> _DATA TO PROCESS_:

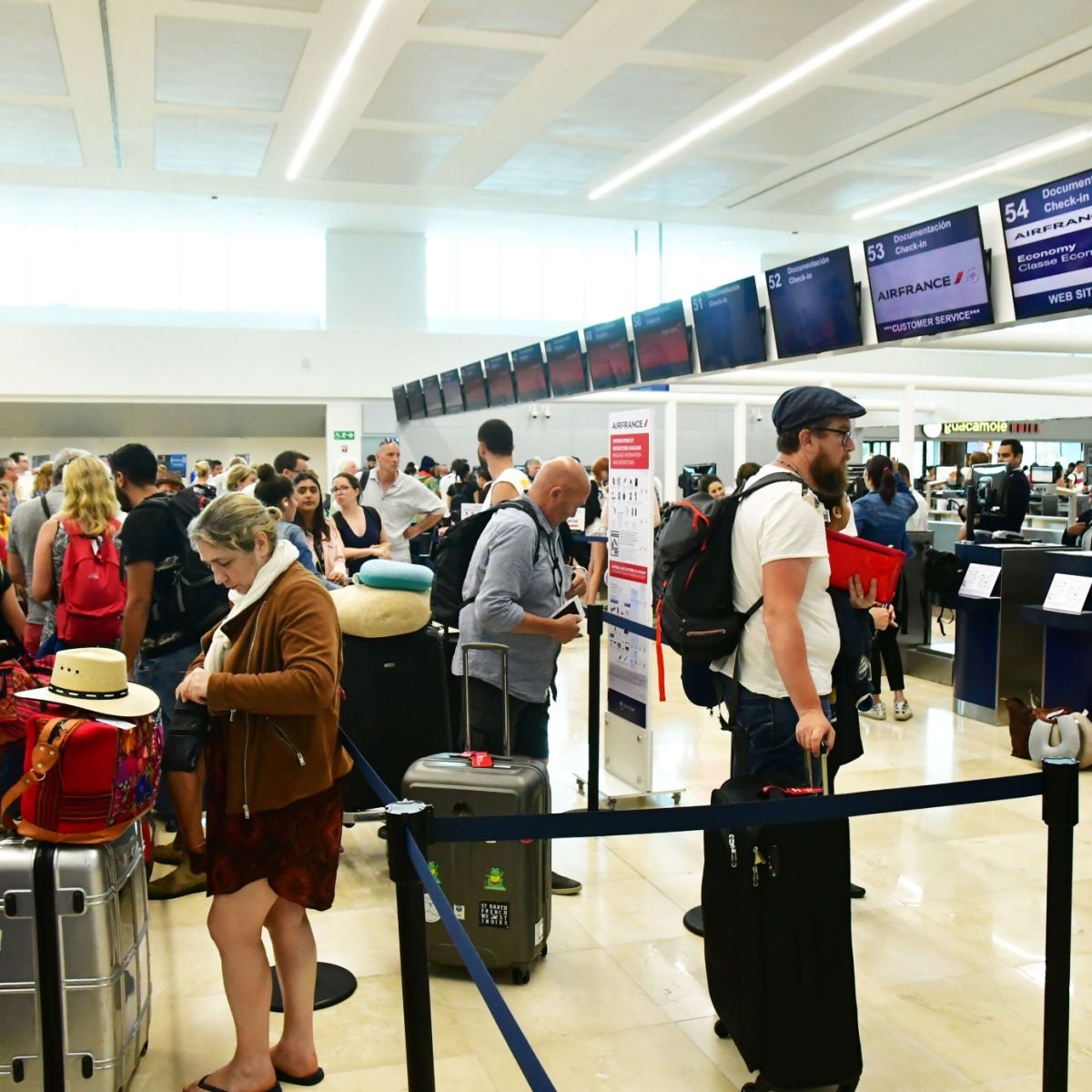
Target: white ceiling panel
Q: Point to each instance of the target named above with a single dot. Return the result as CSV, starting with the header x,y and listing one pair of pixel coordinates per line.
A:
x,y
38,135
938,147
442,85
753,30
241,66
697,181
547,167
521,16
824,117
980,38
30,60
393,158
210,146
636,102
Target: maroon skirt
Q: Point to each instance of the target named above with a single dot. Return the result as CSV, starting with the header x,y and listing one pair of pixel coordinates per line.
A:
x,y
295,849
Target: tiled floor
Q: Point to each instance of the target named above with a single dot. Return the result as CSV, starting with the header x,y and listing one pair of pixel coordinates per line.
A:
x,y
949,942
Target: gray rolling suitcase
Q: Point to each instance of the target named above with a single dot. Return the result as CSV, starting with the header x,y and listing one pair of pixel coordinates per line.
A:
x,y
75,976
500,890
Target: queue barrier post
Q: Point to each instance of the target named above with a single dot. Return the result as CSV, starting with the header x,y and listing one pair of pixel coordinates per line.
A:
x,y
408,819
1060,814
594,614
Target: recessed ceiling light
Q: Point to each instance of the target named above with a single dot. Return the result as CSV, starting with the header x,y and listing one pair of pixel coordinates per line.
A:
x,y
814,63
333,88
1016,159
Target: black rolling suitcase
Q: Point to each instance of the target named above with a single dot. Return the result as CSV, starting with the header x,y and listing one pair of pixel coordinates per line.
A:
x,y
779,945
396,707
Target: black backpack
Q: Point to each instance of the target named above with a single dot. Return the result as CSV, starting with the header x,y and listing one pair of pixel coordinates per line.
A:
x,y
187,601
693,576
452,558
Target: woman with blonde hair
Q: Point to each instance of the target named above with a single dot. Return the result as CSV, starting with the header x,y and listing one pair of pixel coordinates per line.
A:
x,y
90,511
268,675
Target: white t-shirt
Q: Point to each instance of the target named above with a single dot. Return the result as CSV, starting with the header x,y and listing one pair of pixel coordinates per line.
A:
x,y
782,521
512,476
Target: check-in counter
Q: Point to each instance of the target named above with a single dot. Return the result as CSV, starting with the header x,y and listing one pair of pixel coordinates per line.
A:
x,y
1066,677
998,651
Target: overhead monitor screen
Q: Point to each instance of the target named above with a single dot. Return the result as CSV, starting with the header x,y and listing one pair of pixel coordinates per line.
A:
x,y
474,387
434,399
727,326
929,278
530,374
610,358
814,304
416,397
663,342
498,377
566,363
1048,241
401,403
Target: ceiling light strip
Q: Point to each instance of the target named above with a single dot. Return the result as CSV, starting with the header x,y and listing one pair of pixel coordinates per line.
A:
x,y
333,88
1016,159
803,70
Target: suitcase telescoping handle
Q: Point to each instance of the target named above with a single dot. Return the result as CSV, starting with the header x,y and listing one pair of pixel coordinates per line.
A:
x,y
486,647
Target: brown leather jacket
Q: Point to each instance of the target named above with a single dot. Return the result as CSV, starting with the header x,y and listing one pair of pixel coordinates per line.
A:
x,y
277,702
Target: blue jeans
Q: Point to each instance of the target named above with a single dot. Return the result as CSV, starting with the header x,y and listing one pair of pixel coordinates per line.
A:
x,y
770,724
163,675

==

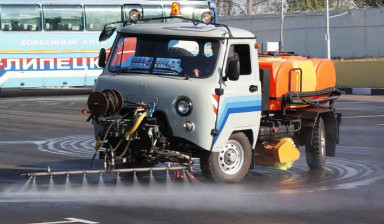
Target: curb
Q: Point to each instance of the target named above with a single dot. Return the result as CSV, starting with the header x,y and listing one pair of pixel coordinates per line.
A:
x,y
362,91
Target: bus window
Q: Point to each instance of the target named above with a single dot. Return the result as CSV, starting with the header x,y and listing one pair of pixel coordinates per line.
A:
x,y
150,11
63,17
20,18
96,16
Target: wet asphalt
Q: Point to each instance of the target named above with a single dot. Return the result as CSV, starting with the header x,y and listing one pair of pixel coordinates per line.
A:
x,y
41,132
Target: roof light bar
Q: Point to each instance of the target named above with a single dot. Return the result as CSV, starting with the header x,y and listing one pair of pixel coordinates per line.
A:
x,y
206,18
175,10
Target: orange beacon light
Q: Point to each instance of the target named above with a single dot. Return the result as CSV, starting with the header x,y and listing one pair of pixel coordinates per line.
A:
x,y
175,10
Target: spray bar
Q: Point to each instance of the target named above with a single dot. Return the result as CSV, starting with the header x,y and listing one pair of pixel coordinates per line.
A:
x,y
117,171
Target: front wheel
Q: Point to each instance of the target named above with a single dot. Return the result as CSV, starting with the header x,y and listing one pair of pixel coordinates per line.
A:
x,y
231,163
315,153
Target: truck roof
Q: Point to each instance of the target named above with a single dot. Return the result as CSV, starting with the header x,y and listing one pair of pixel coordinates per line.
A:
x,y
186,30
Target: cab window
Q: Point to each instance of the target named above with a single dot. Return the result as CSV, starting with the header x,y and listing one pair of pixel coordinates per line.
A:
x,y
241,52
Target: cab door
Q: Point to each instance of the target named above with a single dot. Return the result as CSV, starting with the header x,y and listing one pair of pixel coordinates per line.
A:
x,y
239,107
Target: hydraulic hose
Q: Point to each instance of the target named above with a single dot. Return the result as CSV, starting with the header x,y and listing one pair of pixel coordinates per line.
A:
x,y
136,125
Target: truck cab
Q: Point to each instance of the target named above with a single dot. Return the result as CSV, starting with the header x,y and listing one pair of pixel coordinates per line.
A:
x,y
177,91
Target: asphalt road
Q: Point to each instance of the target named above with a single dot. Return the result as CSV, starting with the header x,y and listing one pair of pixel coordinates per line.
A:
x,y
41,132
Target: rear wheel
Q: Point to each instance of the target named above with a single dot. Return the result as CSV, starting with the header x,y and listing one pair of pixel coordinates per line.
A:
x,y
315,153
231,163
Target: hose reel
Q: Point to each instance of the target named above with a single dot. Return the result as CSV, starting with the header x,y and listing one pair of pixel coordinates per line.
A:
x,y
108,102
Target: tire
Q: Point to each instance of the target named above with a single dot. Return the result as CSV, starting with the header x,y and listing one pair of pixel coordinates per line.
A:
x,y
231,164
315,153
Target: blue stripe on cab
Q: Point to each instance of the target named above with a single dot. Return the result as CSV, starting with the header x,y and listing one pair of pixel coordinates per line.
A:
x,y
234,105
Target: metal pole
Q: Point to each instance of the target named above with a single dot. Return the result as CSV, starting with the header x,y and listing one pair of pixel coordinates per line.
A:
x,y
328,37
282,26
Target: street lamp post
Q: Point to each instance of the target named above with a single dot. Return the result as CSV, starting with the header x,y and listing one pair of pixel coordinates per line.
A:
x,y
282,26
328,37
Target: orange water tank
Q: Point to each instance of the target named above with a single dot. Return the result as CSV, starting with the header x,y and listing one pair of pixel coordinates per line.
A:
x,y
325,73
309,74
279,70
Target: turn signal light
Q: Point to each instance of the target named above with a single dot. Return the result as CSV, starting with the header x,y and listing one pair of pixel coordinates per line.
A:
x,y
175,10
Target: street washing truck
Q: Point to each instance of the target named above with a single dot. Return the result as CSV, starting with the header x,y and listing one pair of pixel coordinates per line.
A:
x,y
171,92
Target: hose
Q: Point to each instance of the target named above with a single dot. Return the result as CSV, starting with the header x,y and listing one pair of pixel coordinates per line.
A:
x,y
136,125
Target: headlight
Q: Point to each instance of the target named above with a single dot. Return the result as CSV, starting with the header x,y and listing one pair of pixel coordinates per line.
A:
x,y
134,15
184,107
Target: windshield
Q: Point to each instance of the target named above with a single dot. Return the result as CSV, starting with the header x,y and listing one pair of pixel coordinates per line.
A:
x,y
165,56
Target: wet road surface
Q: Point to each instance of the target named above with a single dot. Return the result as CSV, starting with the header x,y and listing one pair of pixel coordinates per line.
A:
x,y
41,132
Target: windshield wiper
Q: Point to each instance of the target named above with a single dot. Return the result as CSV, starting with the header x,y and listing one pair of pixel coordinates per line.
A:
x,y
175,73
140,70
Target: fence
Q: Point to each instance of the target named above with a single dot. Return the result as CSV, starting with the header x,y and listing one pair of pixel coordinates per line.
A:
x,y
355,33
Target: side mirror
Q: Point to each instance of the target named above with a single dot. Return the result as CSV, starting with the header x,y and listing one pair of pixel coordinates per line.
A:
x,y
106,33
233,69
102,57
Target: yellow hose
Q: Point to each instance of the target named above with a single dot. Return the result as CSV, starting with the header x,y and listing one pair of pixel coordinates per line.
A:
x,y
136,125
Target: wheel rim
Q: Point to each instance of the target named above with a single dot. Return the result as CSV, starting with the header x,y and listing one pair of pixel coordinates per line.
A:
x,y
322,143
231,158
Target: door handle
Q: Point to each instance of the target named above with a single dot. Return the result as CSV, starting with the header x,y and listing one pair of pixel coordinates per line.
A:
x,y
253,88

...

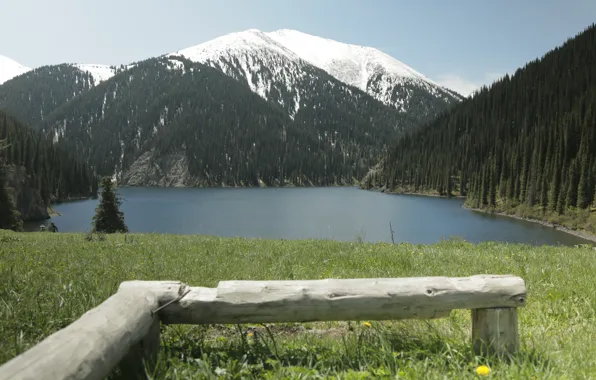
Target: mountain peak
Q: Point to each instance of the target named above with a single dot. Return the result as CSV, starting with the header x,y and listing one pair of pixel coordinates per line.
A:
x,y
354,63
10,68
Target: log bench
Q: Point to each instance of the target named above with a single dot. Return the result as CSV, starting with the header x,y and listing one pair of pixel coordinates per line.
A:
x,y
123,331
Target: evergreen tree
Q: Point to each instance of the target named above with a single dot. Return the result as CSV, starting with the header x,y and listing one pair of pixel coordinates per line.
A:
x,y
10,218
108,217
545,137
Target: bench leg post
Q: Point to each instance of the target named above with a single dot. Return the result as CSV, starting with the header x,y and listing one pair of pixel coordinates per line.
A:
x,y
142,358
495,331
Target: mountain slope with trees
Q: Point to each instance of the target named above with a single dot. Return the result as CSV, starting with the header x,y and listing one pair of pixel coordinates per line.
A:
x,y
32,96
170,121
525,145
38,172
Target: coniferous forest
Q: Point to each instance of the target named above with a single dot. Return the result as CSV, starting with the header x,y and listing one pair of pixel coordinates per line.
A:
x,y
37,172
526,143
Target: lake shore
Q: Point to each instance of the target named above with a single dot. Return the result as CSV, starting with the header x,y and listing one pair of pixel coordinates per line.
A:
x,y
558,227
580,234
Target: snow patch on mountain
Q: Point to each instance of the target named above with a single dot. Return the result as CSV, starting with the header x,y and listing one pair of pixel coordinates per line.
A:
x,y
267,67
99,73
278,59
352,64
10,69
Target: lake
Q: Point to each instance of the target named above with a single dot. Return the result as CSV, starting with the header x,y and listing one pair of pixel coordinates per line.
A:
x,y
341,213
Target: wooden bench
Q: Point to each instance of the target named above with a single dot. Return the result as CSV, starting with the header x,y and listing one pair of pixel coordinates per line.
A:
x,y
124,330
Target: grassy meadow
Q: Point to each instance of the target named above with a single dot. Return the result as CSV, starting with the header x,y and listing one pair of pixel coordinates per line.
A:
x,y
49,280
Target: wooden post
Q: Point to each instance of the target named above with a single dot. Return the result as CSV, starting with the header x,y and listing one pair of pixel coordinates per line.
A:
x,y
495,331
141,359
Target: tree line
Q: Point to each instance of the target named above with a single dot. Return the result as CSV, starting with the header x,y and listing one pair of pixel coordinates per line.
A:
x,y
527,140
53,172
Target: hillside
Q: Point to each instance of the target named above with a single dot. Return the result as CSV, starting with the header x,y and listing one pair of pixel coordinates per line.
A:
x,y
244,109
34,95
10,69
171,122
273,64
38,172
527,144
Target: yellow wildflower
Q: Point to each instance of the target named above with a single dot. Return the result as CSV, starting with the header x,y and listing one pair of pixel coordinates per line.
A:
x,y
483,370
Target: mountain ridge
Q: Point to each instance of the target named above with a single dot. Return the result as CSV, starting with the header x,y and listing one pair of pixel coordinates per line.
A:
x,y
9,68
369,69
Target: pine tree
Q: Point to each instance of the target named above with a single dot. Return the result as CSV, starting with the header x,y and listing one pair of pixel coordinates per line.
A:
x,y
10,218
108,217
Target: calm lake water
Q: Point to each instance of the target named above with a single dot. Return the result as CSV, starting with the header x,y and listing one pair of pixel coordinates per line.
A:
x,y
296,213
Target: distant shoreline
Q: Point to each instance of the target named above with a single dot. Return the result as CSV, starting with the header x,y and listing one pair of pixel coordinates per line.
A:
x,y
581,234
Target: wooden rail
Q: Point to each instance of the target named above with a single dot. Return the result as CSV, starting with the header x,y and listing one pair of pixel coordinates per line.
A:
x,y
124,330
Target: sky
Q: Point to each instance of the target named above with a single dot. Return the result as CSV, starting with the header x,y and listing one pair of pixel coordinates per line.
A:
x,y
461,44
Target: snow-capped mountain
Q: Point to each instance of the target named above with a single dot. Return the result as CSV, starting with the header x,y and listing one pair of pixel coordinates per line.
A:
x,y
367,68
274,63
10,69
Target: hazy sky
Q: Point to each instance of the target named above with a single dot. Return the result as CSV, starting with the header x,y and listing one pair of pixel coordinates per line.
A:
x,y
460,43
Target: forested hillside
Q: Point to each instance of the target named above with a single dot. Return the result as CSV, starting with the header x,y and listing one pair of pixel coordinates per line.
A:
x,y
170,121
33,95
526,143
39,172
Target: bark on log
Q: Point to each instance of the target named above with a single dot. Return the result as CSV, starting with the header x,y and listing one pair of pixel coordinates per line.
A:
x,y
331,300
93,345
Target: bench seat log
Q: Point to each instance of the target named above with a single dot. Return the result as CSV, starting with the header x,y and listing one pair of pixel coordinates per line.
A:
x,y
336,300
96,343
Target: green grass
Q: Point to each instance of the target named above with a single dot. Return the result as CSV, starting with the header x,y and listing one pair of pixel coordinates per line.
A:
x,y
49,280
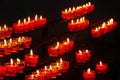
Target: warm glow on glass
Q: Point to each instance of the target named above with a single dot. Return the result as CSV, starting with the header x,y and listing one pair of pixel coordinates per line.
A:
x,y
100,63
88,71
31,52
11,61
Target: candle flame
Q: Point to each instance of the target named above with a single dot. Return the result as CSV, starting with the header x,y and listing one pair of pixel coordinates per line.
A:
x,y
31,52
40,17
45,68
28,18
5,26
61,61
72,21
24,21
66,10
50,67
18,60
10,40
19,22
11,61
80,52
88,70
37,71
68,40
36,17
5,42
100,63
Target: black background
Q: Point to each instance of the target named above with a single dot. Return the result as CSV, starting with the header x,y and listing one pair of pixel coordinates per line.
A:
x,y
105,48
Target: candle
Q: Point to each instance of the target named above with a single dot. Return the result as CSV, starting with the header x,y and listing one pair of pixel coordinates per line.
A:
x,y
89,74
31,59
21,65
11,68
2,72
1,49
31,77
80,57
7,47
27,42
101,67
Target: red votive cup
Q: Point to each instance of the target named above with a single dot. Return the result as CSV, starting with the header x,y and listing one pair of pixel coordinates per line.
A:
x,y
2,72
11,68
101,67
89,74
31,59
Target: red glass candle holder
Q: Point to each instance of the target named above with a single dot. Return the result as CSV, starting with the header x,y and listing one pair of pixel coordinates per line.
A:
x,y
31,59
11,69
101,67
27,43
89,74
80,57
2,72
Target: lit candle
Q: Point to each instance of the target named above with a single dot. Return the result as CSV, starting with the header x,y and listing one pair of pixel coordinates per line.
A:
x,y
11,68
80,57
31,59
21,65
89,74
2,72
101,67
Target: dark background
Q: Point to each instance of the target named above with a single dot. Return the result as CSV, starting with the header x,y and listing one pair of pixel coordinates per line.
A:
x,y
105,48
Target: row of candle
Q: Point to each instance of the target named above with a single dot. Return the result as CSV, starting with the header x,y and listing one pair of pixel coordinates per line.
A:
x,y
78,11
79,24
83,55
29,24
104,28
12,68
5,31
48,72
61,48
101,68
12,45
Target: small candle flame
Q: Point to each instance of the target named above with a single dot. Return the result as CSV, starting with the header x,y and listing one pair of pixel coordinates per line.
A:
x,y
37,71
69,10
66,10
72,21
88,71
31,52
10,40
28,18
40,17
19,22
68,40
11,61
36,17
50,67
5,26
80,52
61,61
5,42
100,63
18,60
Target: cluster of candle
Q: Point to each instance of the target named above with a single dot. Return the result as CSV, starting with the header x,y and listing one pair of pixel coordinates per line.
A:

> _TASK GOAL_:
Extract every line of the records that contains the word "roof".

> _WRITTEN RESPONSE_:
Target: roof light bar
Target: truck roof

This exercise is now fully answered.